Passage to read —
* * * * *
For Kazakhstan that depends on neighboring states for resolving the water problems, it is of great importance to obtain guarantees of steady supply of water that may be used to meet the domestic and industrial needs. But the Syr Darya waters entering the Kazakh territory are already polluted. The main pollutants contributing to the Syr Darya degradation are sulfates, copper, nitrites, and petroleum products as well as industrial wastewaters, discharges of collector, and drainage waters from agricultural lands and animal farm effluents. If Uzbekistan continues this practice, this will make solution of the social, economic, and environmental problems more difficult.

Similar problems exist for other transboundary river – Ily – that accounts for 80% of the total surface inflow into the largest lake of Balkhash which is very important for the economy of Kazakhstan. The Balkhash Lake provides with water the population in the coastal territories and supplies water to the metallurgical and power facilities.

8 Kazakhstan-Russia: Mechanisms of Interaction

The Republic of Kazakhstan and the Russian Federation are linked not only by the world’s longest state border but by numerous common watercourses. The border between Kazakhstan and Russia runs for 6,467 km. It is crossed by several large rivers – Irtysh, Ural, Tobol, and Ishim. The joint use of transboundary rivers supposes the search for compromises in addressing many complicated issues which is in the interests of both states and facilitates development of a meaningful dialog concerning wise water use, protection, and management of water resources (Fig. 6).

Fig. 6
figure 6

Tobol, Ishim, and Irtysh River basins (http://geography.name/wp-content/uploads/2015/11/Ob_watershed.png)

The most problematic in terms of settlement of disputes related to joint use and protection of waters is the Irtysh River 3,712 km long. It crosses the territories of three states: China (405 km), Kazakhstan, and Russia. This river originates on the slopes of the Greater Altay Mountains in China where under the name of Black Irtysh it crosses the China-Kazakh border and flows into the Zaysan Lake from which is goes out under the name of Irtysh and flows further to Russia. The Irtysh River has great importance for economy development not only of China but of Kazakhstan and Russia, too.
* * * * *
Given material —
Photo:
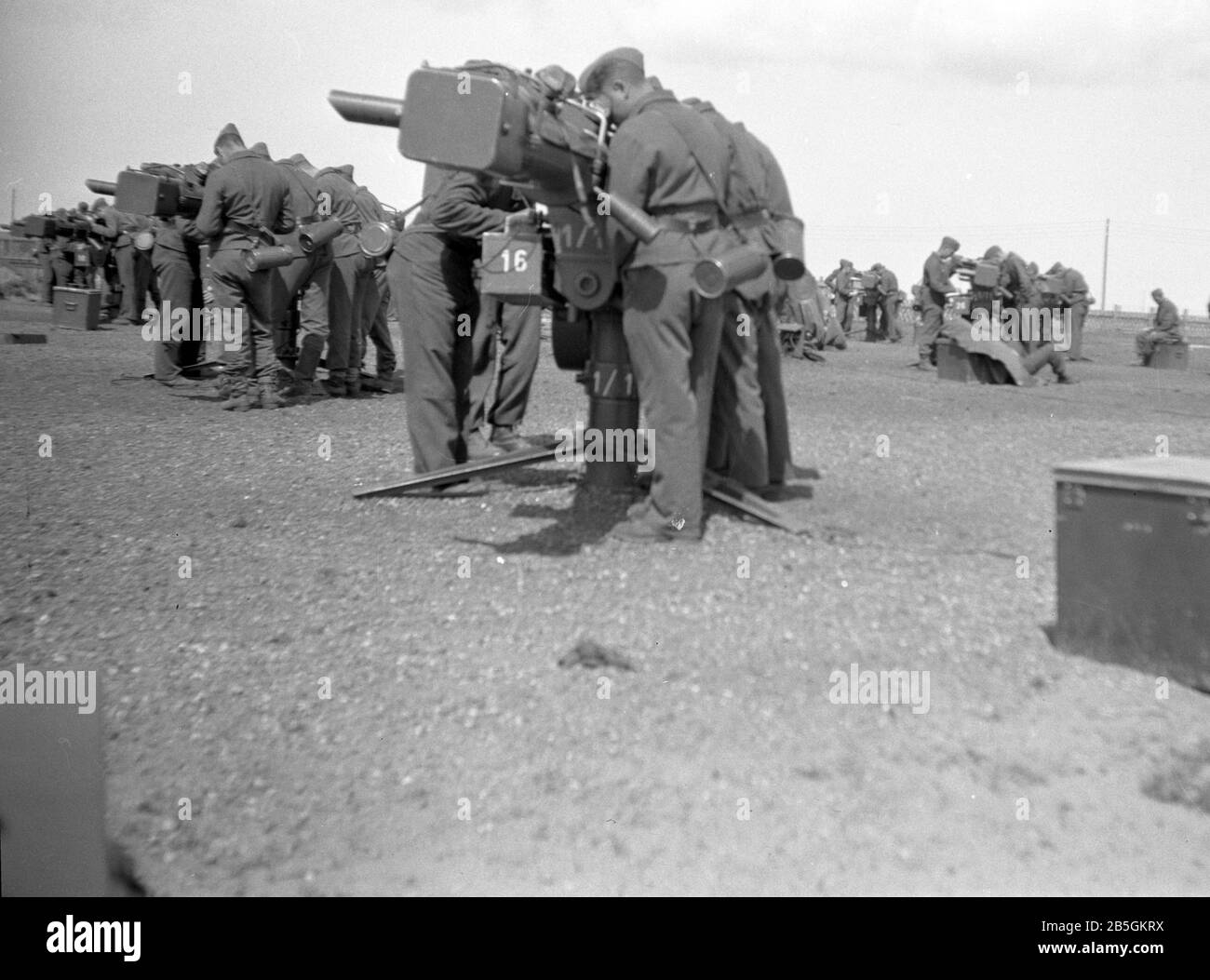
* * * * *
Written request 1 —
Can you write out the passage on Kazakhstan's transboundary rivers from "8 Kazakhstan-Russia: Mechanisms" to "resources (Fig. 6)."?
Written request 2 —
What comes next in the passage on Kazakhstan's transboundary rivers? Write the continuation from the point where it stops.

Written reply 1 —
8 Kazakhstan-Russia: Mechanisms of Interaction

The Republic of Kazakhstan and the Russian Federation are linked not only by the world’s longest state border but by numerous common watercourses. The border between Kazakhstan and Russia runs for 6,467 km. It is crossed by several large rivers – Irtysh, Ural, Tobol, and Ishim. The joint use of transboundary rivers supposes the search for compromises in addressing many complicated issues which is in the interests of both states and facilitates development of a meaningful dialog concerning wise water use, protection, and management of water resources (Fig. 6).

Written reply 2 —
In August 1992 in Orenburg, the Intergovernmental Agreement Between the Republic of Kazakhstan and the Russian Federation on the Joint Use and Protection of Transboundary Water Bodies was signed, and the Russian-Kazakh Intergovernmental Commission on the Joint Use and Protection of Transboundary Water Bodies was established.

The further progress in interstate relations continued by signing in 1993 in Omsk of the Protocol on Cooperation in Protection and Use of Transboundary Waters of the Irtysh River Between Kazakhstan and RF. The signing of this protocol was dictated by the urgent need in the coordinated policy on joint management of the water resources of the Irtysh River. On June 26, 1997, in Orenburg, the heads (akims) of the Aktyubinsk, Western Kazakhstan, Kostanay regions of Kazakhstan, and the governor of the Orenburg Region of Russia signed the Agreement on Cooperation in Environment Protection, Natural Resources Management and Environmental Safety in Neighboring Territories. At present the local flow is shared on the basis of the Protocol on the Joint Use and Protection of Transboundary Water Bodies in the Ural River basin.

During 2001–2003 Kazakhstan and Russia accomplished the Project on the Cross-Border Management of Water Resources of the Irtysh River Basin in cooperation with French experts. In the course of project implementation, there was an organized regular exchange of information about the condition of the river water which permitted to suggest scenarios of further development of the Irtysh basin system taking into consideration the anthropogenic factor. The results of modeling were disappointing – a sharp drop of the water level in the river due to growing water consumption was forecasted to occur by 2030. Accomplishment of the joint project improved the mutual understanding of the parties, the responsibility of Kazakhstan and Russia for the condition of the Irtysh waters, and safety of the densely populated region in terms of quality water supply.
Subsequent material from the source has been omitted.